- [Task objective]:
According to the abstract on plant cell cultures below, what are the main reasons these cultures have so few commercial uses?

Abstract

Bioactive substances (BAS) of plant origin are known to play a very important role in modern medicine. Their use, however, is often limited by availability of plant resources and may jeopardize rare species of medicinal plants. Plant cell cultures can serve as a renewable source of valuable secondary metabolites. To the date, however, only few examples of their commercial use are known. The main reasons for such a situation are the insufficient production of secondary metabolites and high cultivation costs. It is possible to increase the performance of plant cell cultures by one or two orders of magnitude using traditional methods, such as selection of highly productive strains, optimization of the medium composition, elicitation, and addition of precursors of secondary metabolite biosynthesis. The progress in molecular biology methods brought about the advent of new means for increasing of the productivity of cell cultures based on the methods of metabolic engineering. Thus, overexpression of genes encoding the enzymes involved in the synthesis of the target product or, by contrast, repression of these genes significantly influences the cell biosynthetic capacity in vitro. Nevertheless, the attempts of the production of many secondary metabolites in plant cell culture were unsuccessful so far, probably due to the peculiarities of the cell culture as an artificial population of plant somatic cells. The use of plant organ culture or transformed roots (hairy root) could turn to be a considerably more efficient solution for this problem. The production of plant-derived secondary metabolites in yeast or bacteria transformed with plant genes is being studied currently. Although the attempts to use metabolic engineering methods were not particularly successful so far, new insights in biochemistry and physiology of secondary metabolism, particularly in regulation and compartmentation of secondary metabolite synthesis as well as mechanisms of their transport and storage make these approaches promising.

- [Information supplied]:

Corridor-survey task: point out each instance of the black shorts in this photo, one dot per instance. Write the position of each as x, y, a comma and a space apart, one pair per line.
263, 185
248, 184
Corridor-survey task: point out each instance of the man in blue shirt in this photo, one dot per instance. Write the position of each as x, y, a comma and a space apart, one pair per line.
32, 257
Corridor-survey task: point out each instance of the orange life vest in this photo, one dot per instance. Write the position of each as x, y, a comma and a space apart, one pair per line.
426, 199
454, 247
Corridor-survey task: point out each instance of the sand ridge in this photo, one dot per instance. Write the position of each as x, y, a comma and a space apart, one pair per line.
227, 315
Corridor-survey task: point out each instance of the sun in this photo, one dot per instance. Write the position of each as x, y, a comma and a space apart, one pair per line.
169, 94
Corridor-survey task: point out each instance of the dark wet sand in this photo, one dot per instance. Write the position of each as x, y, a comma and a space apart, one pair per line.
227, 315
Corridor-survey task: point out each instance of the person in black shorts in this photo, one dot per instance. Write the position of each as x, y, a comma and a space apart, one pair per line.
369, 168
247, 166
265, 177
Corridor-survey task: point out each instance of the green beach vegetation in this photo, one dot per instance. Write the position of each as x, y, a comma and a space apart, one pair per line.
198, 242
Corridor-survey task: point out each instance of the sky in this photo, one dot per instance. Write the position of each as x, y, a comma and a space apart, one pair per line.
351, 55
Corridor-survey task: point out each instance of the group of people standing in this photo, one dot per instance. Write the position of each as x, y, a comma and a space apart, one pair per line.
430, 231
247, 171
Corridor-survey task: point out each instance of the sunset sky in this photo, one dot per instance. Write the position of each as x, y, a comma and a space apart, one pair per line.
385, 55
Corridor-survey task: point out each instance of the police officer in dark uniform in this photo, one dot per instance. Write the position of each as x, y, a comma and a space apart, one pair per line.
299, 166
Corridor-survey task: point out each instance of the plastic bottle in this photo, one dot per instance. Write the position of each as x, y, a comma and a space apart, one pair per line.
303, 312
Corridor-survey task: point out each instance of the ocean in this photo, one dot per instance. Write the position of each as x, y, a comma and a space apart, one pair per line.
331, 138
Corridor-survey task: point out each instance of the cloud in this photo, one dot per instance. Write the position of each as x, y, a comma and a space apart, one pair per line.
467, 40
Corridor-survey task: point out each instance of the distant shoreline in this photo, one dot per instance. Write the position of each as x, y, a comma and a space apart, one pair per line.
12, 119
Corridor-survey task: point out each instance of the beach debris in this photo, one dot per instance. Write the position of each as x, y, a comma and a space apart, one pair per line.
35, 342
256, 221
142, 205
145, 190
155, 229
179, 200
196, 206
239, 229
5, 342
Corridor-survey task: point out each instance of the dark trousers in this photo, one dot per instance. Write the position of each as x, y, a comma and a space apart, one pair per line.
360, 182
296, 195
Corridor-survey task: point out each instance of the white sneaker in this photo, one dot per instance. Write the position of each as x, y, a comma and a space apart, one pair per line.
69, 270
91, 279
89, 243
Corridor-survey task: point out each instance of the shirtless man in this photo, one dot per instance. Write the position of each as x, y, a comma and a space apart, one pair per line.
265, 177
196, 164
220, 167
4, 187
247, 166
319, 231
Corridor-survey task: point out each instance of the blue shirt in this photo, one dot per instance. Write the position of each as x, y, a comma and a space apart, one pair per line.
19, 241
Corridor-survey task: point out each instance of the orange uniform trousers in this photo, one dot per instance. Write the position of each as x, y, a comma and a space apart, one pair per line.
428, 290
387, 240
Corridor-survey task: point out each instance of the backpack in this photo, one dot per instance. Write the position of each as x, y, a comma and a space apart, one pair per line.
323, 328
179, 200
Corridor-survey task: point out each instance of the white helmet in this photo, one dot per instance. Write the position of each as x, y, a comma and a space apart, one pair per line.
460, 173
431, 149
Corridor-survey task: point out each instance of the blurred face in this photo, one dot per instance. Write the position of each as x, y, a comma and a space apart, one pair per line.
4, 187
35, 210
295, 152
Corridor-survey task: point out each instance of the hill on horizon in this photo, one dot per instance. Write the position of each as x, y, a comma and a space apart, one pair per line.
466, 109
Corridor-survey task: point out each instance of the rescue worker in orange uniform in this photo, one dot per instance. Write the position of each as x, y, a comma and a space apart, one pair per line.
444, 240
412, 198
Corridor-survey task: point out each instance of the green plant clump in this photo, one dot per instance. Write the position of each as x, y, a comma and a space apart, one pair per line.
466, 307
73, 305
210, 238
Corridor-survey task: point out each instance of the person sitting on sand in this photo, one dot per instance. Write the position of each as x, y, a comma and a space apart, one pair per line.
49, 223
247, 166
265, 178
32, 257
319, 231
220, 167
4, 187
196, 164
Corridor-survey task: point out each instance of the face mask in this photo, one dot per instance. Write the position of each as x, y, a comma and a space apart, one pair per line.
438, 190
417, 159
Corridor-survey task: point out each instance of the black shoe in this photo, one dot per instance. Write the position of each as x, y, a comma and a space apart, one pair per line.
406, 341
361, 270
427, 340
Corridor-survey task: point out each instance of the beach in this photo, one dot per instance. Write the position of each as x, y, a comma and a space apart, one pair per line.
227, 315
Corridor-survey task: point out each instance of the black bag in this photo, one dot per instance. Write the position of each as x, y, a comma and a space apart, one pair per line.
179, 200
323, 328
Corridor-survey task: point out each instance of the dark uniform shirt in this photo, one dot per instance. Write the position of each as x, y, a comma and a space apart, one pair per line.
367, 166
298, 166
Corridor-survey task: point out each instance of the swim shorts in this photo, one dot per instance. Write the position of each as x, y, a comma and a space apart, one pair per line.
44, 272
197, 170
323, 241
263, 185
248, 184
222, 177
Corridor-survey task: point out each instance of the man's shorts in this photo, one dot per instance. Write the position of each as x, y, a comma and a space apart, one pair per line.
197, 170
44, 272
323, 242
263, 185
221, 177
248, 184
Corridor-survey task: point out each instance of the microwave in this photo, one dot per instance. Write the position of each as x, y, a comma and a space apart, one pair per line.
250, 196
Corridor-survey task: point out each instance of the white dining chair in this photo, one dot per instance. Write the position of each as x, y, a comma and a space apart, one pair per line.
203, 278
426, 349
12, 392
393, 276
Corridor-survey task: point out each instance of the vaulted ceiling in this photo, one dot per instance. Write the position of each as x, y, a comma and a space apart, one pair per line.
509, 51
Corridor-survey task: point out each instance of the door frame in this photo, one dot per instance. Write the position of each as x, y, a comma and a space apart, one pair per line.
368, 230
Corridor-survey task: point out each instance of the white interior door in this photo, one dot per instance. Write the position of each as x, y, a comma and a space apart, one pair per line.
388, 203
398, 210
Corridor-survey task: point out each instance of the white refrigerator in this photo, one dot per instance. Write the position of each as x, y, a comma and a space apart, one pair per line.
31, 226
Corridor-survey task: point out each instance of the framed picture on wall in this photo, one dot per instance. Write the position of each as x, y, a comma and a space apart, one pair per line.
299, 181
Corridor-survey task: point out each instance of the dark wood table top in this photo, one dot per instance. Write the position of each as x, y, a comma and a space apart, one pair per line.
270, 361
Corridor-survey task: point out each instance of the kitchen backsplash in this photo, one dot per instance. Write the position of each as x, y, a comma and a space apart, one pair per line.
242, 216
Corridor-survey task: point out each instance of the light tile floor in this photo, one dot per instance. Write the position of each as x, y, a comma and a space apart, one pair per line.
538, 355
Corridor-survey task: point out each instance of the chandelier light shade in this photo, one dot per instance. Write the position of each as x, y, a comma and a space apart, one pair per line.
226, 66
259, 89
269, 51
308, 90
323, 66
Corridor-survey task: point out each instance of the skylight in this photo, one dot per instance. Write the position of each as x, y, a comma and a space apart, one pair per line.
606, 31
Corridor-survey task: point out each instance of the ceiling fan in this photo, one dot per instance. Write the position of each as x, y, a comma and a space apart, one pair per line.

- [Answer for the task]:
Insufficient production of secondary metabolites and high cultivation costs.